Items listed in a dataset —
= Beginning of Section =
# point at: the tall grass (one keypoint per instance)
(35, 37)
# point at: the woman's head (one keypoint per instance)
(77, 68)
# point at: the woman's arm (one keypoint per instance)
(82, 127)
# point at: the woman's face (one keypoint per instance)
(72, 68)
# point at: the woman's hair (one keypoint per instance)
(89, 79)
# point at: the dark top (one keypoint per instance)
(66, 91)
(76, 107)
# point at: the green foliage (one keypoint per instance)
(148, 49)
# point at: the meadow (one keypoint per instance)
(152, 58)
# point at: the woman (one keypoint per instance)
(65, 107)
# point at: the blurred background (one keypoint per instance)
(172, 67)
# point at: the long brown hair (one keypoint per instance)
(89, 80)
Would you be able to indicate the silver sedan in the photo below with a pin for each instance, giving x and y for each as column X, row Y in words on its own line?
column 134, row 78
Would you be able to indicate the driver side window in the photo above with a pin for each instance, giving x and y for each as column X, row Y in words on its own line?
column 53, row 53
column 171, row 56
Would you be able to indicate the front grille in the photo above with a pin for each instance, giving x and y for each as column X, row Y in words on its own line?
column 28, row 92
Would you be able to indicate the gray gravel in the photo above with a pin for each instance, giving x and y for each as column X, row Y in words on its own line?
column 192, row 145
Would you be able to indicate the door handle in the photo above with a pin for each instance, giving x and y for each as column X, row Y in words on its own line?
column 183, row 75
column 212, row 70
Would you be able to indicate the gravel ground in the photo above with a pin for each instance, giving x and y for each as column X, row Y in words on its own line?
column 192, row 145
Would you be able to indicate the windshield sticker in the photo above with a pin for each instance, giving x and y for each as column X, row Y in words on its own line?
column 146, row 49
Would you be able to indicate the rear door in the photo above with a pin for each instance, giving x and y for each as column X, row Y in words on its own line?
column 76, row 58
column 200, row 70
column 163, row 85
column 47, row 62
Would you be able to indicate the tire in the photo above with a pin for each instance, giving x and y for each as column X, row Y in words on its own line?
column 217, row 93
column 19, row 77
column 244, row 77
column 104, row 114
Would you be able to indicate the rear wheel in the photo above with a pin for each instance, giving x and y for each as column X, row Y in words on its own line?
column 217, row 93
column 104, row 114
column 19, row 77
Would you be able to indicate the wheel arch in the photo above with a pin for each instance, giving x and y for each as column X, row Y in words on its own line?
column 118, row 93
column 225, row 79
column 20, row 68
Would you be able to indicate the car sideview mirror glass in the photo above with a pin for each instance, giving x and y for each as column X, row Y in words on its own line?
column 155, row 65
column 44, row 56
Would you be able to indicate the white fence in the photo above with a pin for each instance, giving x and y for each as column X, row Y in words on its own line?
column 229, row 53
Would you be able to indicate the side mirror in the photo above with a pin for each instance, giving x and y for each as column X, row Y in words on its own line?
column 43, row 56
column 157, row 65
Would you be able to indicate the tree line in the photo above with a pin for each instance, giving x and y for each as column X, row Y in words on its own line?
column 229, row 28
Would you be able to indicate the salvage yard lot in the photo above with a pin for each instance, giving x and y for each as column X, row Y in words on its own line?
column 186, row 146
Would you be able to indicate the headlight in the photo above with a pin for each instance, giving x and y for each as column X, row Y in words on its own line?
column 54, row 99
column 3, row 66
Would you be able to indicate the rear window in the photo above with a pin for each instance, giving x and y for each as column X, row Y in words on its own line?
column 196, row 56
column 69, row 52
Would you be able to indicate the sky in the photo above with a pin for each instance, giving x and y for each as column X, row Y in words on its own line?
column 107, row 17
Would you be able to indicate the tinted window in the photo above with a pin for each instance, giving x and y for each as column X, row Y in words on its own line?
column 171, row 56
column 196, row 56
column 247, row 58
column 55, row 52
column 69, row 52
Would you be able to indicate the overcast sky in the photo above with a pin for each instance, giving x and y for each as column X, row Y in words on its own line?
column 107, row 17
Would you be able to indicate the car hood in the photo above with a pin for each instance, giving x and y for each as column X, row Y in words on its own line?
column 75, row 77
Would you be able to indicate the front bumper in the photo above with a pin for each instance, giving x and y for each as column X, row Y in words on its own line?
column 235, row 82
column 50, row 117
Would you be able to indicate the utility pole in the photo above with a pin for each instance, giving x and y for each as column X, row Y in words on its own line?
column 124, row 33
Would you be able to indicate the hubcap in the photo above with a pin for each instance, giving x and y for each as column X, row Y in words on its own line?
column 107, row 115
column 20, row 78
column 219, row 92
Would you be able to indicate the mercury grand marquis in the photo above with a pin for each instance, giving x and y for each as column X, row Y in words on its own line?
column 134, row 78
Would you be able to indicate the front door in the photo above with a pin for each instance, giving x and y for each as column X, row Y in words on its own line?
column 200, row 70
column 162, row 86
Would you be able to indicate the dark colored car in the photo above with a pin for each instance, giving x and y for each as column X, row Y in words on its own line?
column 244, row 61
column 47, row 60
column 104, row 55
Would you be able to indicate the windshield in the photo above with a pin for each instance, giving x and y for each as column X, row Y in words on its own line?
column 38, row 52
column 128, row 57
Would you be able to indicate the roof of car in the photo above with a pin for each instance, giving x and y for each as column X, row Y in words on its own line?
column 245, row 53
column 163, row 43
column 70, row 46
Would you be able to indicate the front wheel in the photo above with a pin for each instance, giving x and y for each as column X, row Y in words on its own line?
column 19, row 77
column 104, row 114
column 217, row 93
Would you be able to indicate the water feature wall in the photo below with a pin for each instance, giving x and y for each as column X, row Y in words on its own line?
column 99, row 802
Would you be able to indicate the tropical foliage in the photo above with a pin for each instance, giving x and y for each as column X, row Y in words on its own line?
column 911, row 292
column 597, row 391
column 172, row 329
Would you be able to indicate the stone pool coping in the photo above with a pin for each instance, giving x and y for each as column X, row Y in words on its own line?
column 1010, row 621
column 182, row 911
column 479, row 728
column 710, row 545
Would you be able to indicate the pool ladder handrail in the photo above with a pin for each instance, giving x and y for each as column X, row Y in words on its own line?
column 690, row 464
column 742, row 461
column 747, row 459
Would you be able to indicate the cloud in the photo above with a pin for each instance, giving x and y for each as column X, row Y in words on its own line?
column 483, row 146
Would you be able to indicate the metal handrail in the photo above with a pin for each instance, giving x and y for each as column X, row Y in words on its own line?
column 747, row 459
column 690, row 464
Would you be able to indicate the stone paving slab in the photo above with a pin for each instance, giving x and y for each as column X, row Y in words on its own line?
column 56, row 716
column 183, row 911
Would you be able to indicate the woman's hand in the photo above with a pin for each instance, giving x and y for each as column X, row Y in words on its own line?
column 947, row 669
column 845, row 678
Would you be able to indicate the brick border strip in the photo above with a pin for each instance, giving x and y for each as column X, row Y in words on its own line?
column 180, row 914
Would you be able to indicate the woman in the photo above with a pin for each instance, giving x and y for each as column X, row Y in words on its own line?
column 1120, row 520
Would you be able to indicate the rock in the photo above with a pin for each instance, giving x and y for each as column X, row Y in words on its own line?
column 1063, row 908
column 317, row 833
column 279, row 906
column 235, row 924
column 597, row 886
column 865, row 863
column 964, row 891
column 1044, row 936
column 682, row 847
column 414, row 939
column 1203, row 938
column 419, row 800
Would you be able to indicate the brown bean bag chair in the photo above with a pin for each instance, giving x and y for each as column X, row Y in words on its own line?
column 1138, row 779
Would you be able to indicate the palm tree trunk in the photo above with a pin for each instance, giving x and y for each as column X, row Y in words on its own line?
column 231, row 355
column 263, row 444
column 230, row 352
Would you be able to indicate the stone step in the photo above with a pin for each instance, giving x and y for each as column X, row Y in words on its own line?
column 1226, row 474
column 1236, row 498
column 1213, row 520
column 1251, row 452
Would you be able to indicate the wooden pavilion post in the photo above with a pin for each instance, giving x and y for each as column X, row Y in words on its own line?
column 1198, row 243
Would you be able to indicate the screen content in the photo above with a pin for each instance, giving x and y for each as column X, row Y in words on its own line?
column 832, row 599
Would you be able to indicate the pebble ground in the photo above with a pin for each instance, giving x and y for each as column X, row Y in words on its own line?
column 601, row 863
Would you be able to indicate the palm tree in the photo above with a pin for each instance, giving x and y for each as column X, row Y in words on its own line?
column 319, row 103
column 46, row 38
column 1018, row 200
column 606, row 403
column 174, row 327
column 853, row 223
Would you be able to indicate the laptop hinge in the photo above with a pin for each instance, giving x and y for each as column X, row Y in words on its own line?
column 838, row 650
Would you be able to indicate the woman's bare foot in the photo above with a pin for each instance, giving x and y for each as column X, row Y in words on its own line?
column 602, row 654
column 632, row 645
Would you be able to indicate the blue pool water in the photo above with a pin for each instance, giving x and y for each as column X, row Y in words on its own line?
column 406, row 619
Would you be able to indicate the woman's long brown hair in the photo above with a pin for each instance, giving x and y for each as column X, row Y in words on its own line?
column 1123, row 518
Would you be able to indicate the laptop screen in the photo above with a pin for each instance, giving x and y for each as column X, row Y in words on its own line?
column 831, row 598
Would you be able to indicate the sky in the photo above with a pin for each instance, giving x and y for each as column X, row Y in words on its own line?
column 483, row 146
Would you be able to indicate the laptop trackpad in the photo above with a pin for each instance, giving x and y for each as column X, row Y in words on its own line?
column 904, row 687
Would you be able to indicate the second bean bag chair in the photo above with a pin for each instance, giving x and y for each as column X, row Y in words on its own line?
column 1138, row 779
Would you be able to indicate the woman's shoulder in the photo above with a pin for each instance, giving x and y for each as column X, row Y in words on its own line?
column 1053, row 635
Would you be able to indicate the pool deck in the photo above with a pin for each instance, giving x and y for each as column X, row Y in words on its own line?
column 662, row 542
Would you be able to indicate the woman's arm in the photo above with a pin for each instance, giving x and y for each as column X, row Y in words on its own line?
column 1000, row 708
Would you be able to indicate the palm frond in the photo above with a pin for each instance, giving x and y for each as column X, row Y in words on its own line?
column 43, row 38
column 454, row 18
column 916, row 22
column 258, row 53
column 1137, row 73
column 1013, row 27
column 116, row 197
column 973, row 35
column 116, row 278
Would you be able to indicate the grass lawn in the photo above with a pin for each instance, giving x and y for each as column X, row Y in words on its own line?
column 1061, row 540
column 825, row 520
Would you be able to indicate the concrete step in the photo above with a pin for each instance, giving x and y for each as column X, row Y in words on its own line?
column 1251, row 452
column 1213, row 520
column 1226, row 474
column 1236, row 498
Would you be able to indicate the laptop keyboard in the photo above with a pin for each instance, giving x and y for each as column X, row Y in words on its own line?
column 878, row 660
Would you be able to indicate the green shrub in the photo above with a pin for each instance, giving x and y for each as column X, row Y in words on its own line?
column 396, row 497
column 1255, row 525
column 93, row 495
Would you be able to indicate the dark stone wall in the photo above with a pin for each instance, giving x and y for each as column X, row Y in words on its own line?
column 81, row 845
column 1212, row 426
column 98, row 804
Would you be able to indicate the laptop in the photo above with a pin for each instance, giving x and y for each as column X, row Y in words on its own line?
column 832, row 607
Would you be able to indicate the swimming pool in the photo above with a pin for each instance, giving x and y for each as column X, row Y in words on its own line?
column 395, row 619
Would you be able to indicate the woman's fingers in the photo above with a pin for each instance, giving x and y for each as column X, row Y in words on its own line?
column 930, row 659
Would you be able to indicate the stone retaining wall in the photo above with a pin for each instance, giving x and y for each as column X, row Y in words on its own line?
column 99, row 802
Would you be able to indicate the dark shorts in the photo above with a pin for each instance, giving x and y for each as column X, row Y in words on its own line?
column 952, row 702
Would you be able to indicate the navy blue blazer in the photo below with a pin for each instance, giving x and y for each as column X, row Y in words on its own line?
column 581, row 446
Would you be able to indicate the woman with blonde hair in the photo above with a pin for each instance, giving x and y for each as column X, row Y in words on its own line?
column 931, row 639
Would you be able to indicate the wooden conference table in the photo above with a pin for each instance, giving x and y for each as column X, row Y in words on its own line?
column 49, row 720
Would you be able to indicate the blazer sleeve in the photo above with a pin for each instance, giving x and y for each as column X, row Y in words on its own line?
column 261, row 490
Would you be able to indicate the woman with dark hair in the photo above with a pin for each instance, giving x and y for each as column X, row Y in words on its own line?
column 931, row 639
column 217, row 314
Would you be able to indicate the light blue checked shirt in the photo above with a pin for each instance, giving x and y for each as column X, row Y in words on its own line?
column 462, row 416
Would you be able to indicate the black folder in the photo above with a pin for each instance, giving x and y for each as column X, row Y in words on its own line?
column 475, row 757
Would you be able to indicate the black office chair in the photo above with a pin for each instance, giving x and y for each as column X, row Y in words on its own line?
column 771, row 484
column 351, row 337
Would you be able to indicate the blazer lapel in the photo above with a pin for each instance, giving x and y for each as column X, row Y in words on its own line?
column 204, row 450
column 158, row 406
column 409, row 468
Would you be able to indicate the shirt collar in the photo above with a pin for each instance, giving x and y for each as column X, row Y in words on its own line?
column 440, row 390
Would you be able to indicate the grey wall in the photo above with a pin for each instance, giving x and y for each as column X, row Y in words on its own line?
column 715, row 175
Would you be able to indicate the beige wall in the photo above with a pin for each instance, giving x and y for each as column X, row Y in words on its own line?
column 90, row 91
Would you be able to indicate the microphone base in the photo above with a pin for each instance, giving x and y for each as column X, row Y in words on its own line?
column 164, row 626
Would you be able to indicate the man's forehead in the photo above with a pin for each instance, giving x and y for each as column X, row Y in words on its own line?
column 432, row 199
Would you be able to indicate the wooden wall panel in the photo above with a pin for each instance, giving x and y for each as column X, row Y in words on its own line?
= End of Section =
EXERCISE OBJECTIVE —
The response should contain only a verbatim copy of the lines from the line with "Would you be able to indicate the man's" to the final line of the records.

SOLUTION TO THIS PROBLEM —
Would you be able to indicate the man's forehead in the photo above with a pin for each instance, giving x and y for each as column X, row Y in words on its own line?
column 432, row 199
Would you be able to indicate the wooden wall panel in the photo above with a pin for each instance, giving x and y for each as column X, row Y in words on its own line?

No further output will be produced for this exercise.